Data for this exercise:
______

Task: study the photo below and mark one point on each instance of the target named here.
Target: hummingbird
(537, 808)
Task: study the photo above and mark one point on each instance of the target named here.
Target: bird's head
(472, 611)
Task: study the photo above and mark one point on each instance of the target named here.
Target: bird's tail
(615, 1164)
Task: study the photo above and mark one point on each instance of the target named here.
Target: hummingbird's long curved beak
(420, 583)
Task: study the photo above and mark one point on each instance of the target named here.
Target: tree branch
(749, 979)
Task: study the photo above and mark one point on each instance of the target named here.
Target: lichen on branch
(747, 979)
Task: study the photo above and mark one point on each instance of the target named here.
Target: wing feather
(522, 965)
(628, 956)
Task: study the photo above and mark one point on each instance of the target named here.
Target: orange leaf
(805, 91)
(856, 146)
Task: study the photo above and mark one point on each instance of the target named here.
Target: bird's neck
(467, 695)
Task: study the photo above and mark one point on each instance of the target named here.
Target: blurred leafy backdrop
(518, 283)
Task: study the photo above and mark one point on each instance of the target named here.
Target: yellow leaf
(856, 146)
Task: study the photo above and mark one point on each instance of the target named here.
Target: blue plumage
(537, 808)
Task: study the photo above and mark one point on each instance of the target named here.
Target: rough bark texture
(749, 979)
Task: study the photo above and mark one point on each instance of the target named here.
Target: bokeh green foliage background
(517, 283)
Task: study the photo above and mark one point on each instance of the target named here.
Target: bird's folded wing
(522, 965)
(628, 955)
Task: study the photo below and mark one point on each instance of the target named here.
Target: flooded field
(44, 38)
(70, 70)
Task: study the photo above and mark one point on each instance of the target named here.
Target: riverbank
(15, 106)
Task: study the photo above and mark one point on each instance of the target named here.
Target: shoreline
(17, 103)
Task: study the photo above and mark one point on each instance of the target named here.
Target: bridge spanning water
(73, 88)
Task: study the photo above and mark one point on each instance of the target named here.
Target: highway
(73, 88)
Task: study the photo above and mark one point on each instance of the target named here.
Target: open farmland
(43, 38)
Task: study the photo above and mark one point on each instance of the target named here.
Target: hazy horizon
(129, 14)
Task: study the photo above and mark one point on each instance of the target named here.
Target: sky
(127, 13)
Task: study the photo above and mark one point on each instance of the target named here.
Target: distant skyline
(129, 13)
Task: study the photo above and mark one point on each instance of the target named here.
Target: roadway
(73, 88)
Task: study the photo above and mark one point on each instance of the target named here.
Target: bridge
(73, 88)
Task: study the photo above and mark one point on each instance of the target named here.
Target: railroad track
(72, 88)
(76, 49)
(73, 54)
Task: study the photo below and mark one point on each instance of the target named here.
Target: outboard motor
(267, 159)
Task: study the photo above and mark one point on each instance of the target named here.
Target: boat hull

______

Repeat all of the material above with "instance" swapped for "occurrence" everywhere it occurs, changing nothing else.

The response:
Task: study the photo below and mark one point on each occurrence of the target named here.
Target: hummingbird
(537, 808)
Task: study the photo above and mark one point on each occurrence of the target named here.
Target: bird's head
(472, 611)
Task: study the photo above and mark one point on each occurrence of the target named here.
Target: bird's tail
(615, 1164)
Task: study the photo above and mark one point on each occurrence of the target named here.
Target: hummingbird's long curved beak
(420, 583)
Task: study the photo above and mark one point on each occurrence of the target named here.
Target: tree branch
(749, 979)
Task: study the photo above and mark one point on each occurrence of the target named here.
Target: lichen on branch
(747, 979)
Task: study the photo above and mark one point on each occurrence of the target named here.
Target: wing feather
(522, 965)
(628, 956)
Task: study the photo above and mark one point on each occurrence of the target named here.
Target: orange leaf
(805, 91)
(856, 146)
Task: study the photo above and mark one point on each occurrence of the target named here.
Target: bird's neck
(467, 695)
Task: study the photo above and mark one point on each occurrence of the target named here.
Target: blurred leafy backdrop
(518, 283)
Task: study the photo above and mark one point on each occurrence of the target named here.
Target: yellow leaf
(856, 146)
Task: study the photo above and mark one point on each occurrence of the target named here.
Target: blue plumage
(537, 808)
Task: study the photo above and mark one point on each occurrence of the target named here.
Target: rough bark texture
(749, 979)
Task: study the photo above and mark one point on each occurrence of the target named here.
Target: bokeh green foliage background
(517, 283)
Task: study the photo above and mark one point on each occurrence of the target named here.
Target: bird's folded wing
(522, 965)
(628, 955)
Task: study the photo below and mark one point on each occurrence of the target named here.
Target: flooded field
(44, 38)
(70, 70)
Task: study the photo above and mark one point on each occurrence of the target named here.
Target: riverbank
(15, 106)
Task: study the photo above and mark one point on each occurrence of the target named here.
Target: shoreline
(17, 103)
Task: study the photo above and mark one point on each occurrence of the target named here.
Target: bridge spanning water
(73, 88)
Task: study the photo above and mark one point on each occurrence of the target named here.
Target: highway
(73, 88)
Task: study the photo above and mark one point on each occurrence of the target named here.
Target: open farmland
(43, 38)
Task: study the photo above and mark one point on each occurrence of the target named here.
Target: hazy horizon
(129, 14)
Task: study the photo above and mark one point on each occurrence of the target named here.
Target: sky
(127, 13)
Task: study the photo above and mark one point on each occurrence of the target named here.
Target: distant skyline
(129, 13)
Task: study the photo above and mark one point on each occurrence of the target named here.
Target: roadway
(73, 88)
Task: study the photo above and mark one point on each occurrence of the target named here.
Target: bridge
(73, 88)
Task: study the photo above and mark one point on each occurrence of the target named here.
Target: railroad track
(72, 88)
(76, 49)
(73, 54)
Task: study the photo below and mark one point on each occurrence of the target named here.
Target: outboard motor
(267, 159)
Task: study the photo above and mark one point on each occurrence of the target named here.
Target: boat hull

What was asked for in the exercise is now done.